> [BLOQUE DE TEXTO]
►
A la manera de Revueltas, Borderlands inicia descifrando la relevancia histórica y política, siempre mutante pero estructural, de una ubicación—que es a la vez material y espiritual—muy precisa. Esa ubicación, que constituía en sentido estricto su pertenencia, no era una tabula rasa sino un territorio radicalmente compartido con otros. Porque creció entre dos culturas, a Anzaldúa le interesaba el contacto, la colindancia, lo que queda en-medio, de ahí su reconfiguración de la frontera como una nueva Nepantla, un término que ella tomó del náhuatl y se llevó directamente a la línea que divide el suroeste de Estados Unidos, sobre todo el sur de Texas, y el norte de México, específicamente Tamaulipas, dando cuenta de la conexión material y cultural entre sociedad indígenas mesoamericanas, especialmente los aztecas, y nativos norteamericanos.
◄
> [EXTRACTO DE DATOS]
►
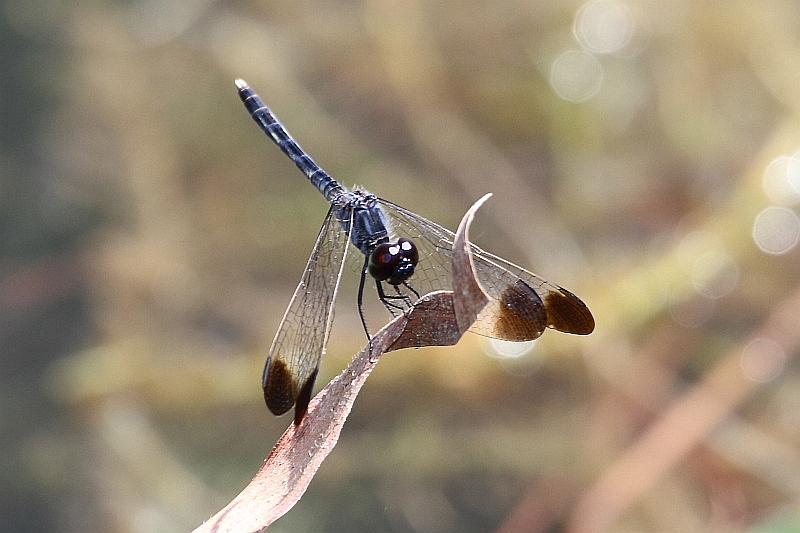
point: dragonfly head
(393, 263)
◄
Consigne literalmente, del texto sobre Borderlands, el tramo que va desde "A la manera" hasta "y nativos norteamericanos.".

A la manera de Revueltas, Borderlands inicia descifrando la relevancia histórica y política, siempre mutante pero estructural, de una ubicación—que es a la vez material y espiritual—muy precisa. Esa ubicación, que constituía en sentido estricto su pertenencia, no era una tabula rasa sino un territorio radicalmente compartido con otros. Porque creció entre dos culturas, a Anzaldúa le interesaba el contacto, la colindancia, lo que queda en-medio, de ahí su reconfiguración de la frontera como una nueva Nepantla, un término que ella tomó del náhuatl y se llevó directamente a la línea que divide el suroeste de Estados Unidos, sobre todo el sur de Texas, y el norte de México, específicamente Tamaulipas, dando cuenta de la conexión material y cultural entre sociedad indígenas mesoamericanas, especialmente los aztecas, y nativos norteamericanos.